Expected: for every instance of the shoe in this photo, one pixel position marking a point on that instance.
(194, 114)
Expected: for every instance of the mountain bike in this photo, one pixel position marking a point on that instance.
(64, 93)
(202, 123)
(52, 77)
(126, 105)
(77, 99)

------------------------------------------------------------------------

● **Exercise details**: Your job is to reproduce the data in full, with every line intact.

● **Exercise solution**:
Expected: for every instance of the shoe in this photo, one pixel position marking a point on that instance.
(194, 114)
Expected: for every instance of the mountain bike in this photo, one pixel position marking a point on that instance.
(64, 93)
(202, 123)
(52, 77)
(126, 105)
(77, 99)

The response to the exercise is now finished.